▶ **BRANO DEL DOCUMENTO**:
Dopo il saluto di monsignor Carlo Faccendini, Abate della Basilica, il triplice richiamo al Padre, al Figlio e allo Spirito Santo si è articolato nell’ascolto della parola di Dio, ma anche di brani tratti dagli scritti di Sant’Ambrogio e San Massimo il Confessore, canti, intercessioni. Fino a quella intensissima, in cui sono risuonati i nomi dei Paesi travagliati dalla violenza: dal Medio Oriente al Sudamerica, dall’Africa ad Haiti.
Al cuore della celebrazione, la riflessione dell’Arcivescovo ha avuto il sapore di un richiamo alle comuni radici contro le divisioni generate dal sospetto.
Il sospetto
«Il diavolo, colui che vuole respingere il Regno di Dio e rinnegare la divinità di Gesù, si aggira tra noi per continuare la sua opera di divisione, di confusione, di sospetto. Il principio del sospetto induce a pensare che Dio ci lasci vagare lontano dalle sue vie, che sia insensibile alla sorte del suo popolo. Colui che semina il sospetto convince che di Dio non ci si può fidare e che perciò è meglio cercare di provvedere da soli, convincendosi che la propria strada è meglio di quella degli altri. Così il desiderio di Dio di riunire i suoi figli non si è finora compiuto».
Il pensiero va al Figlio, di cui l’eresia ariana, definitivamente condannata dal Concilio di Nicea, negava la natura divina: «Il desiderio di Gesù di fare dei molti un cuore solo e un’anima sola si è compiuto solo nel morire in croce e attende di compiersi poiché nel nostro vivere siamo troppo incapaci di quell’abbassarsi che potrebbe riconciliarci».

▶ **DATI FORNITI**:
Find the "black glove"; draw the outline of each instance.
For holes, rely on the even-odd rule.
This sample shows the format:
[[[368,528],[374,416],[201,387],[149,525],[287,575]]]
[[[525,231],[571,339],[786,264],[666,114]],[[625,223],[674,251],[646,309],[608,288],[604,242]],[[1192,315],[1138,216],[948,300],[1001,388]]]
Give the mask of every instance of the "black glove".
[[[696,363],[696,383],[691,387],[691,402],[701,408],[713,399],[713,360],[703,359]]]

---

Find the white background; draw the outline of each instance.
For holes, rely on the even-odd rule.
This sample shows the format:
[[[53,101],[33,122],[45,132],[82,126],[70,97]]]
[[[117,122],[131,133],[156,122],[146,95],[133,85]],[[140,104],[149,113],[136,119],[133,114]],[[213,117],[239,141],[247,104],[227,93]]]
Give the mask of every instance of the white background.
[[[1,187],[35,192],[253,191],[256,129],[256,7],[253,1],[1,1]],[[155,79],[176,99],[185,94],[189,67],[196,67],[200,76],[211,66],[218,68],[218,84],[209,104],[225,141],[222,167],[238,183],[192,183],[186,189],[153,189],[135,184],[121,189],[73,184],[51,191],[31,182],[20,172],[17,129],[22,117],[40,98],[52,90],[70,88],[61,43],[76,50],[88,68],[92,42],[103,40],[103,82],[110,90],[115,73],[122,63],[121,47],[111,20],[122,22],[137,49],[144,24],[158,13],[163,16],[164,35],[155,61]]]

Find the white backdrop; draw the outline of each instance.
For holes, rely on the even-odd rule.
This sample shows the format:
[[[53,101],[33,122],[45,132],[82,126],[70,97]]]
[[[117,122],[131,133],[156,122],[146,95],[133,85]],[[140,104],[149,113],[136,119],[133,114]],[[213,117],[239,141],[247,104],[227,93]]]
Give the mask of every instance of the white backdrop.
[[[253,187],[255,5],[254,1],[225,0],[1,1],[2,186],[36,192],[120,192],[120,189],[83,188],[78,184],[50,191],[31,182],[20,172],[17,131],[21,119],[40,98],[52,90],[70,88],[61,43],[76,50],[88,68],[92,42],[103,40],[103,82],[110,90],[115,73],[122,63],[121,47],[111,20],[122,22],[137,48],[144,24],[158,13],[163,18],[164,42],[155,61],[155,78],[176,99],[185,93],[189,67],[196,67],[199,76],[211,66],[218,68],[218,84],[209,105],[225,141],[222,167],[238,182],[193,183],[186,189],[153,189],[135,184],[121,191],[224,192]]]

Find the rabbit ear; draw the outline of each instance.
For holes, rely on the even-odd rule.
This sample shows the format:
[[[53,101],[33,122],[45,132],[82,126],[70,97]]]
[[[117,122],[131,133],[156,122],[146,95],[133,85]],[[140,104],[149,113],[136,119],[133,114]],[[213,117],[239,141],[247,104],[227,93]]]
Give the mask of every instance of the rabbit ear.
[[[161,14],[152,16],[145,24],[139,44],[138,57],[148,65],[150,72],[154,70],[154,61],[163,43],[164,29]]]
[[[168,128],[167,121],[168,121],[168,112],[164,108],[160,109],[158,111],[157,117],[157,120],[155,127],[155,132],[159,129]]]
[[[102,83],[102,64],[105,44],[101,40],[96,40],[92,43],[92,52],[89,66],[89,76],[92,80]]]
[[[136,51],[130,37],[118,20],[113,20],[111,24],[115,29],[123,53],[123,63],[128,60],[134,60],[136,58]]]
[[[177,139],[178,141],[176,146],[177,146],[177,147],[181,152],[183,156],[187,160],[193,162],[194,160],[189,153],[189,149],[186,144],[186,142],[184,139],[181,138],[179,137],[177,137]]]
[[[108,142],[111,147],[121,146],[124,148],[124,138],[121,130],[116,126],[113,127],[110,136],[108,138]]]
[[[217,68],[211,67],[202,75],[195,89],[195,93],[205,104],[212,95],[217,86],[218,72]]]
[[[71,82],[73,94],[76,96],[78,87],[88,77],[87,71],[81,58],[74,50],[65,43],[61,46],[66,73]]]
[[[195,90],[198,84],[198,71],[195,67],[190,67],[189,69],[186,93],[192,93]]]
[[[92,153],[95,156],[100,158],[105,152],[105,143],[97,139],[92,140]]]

* * *

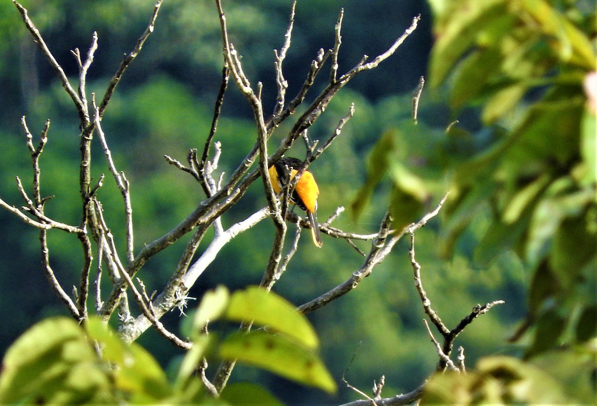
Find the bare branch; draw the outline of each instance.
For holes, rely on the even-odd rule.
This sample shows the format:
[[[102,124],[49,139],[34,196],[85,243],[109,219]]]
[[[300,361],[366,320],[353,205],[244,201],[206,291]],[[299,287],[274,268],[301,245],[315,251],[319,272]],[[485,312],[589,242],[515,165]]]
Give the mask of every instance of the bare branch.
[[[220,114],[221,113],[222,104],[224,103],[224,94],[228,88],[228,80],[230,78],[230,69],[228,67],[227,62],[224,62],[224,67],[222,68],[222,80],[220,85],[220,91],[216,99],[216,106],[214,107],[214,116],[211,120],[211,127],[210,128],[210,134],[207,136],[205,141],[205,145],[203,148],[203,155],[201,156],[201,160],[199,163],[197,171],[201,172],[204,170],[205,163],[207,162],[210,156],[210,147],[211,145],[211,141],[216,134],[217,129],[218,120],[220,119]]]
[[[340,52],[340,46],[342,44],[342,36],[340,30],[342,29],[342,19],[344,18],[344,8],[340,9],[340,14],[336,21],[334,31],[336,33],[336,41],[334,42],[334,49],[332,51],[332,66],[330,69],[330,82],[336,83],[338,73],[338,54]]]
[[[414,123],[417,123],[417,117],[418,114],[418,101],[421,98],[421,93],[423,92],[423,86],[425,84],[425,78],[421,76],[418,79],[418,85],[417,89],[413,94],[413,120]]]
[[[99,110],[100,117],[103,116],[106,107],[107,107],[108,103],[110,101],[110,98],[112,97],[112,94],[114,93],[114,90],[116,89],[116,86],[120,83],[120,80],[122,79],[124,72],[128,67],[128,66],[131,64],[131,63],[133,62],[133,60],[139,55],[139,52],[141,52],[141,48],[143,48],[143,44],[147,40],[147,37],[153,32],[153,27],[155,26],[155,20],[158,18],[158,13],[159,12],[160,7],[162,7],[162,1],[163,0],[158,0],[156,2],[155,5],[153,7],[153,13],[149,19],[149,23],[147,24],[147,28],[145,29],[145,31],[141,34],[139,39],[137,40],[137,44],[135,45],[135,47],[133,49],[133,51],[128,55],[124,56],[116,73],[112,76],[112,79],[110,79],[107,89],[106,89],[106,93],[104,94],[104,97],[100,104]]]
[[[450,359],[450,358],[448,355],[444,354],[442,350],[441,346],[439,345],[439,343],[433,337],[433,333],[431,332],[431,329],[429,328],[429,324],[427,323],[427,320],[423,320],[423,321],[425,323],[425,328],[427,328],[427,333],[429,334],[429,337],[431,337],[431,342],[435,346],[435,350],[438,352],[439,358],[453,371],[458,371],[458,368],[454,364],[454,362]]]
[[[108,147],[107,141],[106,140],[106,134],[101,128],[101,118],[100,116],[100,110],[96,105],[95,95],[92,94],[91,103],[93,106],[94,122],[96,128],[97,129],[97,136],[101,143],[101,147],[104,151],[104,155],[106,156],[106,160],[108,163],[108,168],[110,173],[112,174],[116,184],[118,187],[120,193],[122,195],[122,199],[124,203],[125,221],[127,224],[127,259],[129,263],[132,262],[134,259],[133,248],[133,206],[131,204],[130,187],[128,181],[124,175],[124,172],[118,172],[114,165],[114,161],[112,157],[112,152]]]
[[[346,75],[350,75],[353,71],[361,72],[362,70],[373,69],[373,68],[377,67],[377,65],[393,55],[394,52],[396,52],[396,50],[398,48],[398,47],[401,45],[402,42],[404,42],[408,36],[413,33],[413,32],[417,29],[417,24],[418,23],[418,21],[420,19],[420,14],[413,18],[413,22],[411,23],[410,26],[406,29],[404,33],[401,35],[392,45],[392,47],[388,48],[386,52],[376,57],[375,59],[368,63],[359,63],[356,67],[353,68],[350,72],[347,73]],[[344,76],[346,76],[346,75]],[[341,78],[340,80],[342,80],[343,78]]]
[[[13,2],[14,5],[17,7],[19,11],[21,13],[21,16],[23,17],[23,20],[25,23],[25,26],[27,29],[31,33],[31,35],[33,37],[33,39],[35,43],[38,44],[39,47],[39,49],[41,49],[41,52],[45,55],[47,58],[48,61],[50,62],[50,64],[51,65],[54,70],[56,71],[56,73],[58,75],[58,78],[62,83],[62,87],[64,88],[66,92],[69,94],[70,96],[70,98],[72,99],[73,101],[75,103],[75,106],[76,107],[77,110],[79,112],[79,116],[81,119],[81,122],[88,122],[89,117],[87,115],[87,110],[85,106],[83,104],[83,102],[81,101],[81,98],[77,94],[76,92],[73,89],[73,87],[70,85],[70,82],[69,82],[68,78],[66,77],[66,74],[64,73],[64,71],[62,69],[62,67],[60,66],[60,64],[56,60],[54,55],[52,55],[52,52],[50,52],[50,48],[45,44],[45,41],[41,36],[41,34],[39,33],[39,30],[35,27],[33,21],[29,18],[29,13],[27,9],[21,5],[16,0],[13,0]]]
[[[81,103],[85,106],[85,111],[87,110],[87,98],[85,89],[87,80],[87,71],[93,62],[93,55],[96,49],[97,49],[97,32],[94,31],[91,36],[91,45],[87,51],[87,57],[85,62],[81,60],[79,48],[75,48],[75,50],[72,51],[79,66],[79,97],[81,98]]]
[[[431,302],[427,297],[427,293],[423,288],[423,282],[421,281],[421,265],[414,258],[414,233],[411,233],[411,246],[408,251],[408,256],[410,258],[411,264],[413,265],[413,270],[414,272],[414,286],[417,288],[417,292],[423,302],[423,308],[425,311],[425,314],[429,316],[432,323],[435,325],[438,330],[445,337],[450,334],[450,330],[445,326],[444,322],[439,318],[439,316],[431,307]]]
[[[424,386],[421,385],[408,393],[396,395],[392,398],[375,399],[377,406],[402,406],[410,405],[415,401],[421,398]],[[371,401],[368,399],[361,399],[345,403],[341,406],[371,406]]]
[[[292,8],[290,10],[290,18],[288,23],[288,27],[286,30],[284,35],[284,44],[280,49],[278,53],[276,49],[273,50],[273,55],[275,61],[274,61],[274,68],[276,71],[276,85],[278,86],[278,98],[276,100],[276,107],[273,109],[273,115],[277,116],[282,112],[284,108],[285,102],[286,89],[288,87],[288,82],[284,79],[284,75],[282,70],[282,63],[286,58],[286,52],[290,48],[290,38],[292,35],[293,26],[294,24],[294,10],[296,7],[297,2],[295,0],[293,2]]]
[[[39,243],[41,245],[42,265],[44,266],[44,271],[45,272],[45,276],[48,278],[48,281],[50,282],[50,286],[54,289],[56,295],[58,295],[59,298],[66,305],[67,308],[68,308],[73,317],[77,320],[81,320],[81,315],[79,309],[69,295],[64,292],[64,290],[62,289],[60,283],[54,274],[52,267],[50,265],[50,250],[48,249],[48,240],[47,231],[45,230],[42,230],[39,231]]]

▶ **RICHIESTA SCRITTA A**:
Nel brano sulla celebrazione nella Basilica, da quali santi provengono gli scritti letti insieme alla parola di Dio?
▶ **RICHIESTA SCRITTA B**:
Prosegui il brano sulla celebrazione nella Basilica a partire dalla sua ultima frase.
L'elenco non ha alcun ruolo in questo.

▶ **RISULTATO A**:
Provengono dagli scritti di Sant'Ambrogio e di San Massimo il Confessore.

▶ **RISULTATO B**:
La missione impossibile dello Spirito
«Il diavolo – ha proseguito l’Arcivescovo richiamando lo Spirito santo – ha seminato un inguaribile scetticismo che ritiene impossibile l’opera della Spirito e che vive le differenze come incomunicabilità, come competizione, come minaccia. Per custodire la mia identità, suggerisce lo spirito di divisione, devo contrappormi, devo entrare in polemica, dare enfasi alla mia originalità. Così la missione dello Spirito di essere Spirito di comunione, per fare dei molti una cosa sola, si compie in quella dimensione misteriosa che è nel segreto delle coscienze, che è nelle ispirazioni dei santi, nel gemito delle Chiese, ma non è ancora il cantico corale e l’abbraccio universale». Seppure Massimo il Confessore (580-662), in un brano letto durante la Veglia, affermasse che «la Chiesa in virtù della fede dona un’unica condizione, semplice, indivisa e indivisibile che non permette neppure di riconoscere le molte e innumerevoli differenze che vi sono tra ciascuno, perché essa raccoglie e riconcilia ogni cosa nella sua universalità».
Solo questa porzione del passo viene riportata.